━━━ Reading passage ━━━

The winter 2007 issue of the Virginia Quarterly Review will, if invited, administer unto you a mental butt-kicking breakdownable into Doc Marten-caliber implantings that may perhaps include:
1) devastation, via four articles about how the "curse of oil" is destroying Africa and, by extension, the planet,

2) charm, via the great Art Spiegelman's autobiographical five-page comic "Portrait of the Artist as a Young %@$*!," the 1st comeek I've ever seen that quotes Victor Shlovsky, then at last

3) reflection, with David       Rieff's essay on his mother, "Remembering Susan Sontag."


VQR states that the essay will appear as the foreward to a new collection of Sontag essays and speeches, to be published a couple months from now.

━━━ Provided information ━━━

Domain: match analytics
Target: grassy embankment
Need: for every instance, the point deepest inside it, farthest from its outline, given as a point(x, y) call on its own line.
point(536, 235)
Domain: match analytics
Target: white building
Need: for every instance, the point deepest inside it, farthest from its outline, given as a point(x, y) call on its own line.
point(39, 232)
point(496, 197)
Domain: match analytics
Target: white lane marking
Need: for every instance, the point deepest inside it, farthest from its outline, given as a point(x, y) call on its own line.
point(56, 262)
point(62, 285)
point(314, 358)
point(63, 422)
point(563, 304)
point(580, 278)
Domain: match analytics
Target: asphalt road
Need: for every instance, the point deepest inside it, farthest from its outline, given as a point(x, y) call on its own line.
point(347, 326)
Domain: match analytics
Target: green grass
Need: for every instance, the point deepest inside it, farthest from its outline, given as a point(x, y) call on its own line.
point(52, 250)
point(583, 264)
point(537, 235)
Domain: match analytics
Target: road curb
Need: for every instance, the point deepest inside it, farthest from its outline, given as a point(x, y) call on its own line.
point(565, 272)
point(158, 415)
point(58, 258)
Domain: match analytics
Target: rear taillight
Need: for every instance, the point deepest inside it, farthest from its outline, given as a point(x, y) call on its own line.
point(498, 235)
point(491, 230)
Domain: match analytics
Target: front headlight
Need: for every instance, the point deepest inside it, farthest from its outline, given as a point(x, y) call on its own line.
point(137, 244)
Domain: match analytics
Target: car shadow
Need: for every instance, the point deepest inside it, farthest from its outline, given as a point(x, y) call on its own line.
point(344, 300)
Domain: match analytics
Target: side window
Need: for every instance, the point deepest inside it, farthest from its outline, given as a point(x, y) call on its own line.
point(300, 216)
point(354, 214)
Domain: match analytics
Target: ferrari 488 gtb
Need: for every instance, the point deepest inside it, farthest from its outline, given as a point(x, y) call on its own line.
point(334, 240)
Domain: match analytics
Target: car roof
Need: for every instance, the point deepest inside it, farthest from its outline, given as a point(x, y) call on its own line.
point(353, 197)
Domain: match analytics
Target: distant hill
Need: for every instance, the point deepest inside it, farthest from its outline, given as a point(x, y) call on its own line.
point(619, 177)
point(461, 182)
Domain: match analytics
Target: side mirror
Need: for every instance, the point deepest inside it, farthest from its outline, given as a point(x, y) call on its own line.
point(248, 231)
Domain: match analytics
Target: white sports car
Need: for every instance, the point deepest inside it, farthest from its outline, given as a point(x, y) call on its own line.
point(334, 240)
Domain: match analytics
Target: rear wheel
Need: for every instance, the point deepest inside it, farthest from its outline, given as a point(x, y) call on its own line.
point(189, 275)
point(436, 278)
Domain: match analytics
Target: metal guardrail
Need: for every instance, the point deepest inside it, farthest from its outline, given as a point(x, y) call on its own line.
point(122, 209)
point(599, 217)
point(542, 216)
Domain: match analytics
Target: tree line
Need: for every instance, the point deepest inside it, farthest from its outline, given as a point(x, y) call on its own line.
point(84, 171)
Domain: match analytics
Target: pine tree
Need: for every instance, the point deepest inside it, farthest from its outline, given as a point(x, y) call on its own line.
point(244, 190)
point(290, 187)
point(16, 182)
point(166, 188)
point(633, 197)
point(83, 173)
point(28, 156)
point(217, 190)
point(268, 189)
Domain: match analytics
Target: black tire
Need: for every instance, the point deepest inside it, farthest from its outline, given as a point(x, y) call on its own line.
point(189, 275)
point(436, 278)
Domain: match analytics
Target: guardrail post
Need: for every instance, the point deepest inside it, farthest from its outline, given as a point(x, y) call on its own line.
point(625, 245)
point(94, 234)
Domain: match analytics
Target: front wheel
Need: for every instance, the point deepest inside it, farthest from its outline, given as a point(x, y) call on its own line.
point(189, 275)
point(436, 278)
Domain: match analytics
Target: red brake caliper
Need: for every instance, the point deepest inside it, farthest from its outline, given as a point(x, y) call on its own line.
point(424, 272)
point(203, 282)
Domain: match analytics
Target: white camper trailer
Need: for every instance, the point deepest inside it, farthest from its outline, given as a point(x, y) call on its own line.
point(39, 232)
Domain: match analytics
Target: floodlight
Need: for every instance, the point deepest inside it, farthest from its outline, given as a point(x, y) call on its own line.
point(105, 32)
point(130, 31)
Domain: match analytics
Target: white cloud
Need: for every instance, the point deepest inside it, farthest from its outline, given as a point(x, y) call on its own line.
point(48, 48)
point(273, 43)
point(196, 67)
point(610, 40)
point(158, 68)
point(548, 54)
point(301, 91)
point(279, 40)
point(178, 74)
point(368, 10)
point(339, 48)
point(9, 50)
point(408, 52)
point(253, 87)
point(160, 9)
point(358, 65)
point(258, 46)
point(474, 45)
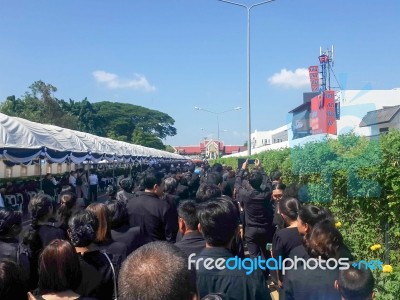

━━━

* [Written instruction 1] In two sentences, summarize the piece on the Virginia Quarterly Review issue.
* [Written instruction 2] Extend the piece on the Virginia Quarterly Review issue, picking up after its final sentence.
The entries come from a separate source.

* [Exercise result 1] The winter 2007 issue of the Virginia Quarterly Review offers devastation in four articles on how the "curse of oil" is destroying Africa and the planet, charm in Art Spiegelman's five-page autobiographical comic, and reflection in David Rieff's essay "Remembering Susan Sontag," about his mother. VQR says that essay will introduce a new collection of Sontag's essays and speeches, to be published a couple of months later.

* [Exercise result 2]
Rieff's brief but very rich essay, here now two years after Sontag's death, might be compared with interesting results to the one he published approx. a year ago in the NYT, "Illness as More than Metaphor." A theme of the prior essay could be seen as the salvific power in this life of narratives of "positive denial." William James may have put the idea best in his aptly titled essay "Is Life Worth Living?" James dramatically described the will to believe that's necessary to prevent our plunge, "all unstrung and trembling," into the abyss when we have "worked [ourselves] into a position from which the only escape is by a terrible leap." James' essay is excerpted here.

At the time Rieff's 1st essay appeared, the journal First Things plumbed it inna c/Catholic style to suggest that his concerns are really everyone's, and to connect them with the widest possible imponderables of loss, guilt and mourning, with a nod to Act 2 of Beckett's Godot:
They give birth astride of a grave, the light gleams an instant, then it's night once more.
Notably on another level, the bulk of Reiff's "Illness" essay is a slamming indictment of the USA's healthcare sh!tstem.

By contrast, if Rieff's December 2005 essay asks how we can keep going when someone important to us is vanishing, maybe the December 2006 VQR essay asks how we can keep going after that someone is gone.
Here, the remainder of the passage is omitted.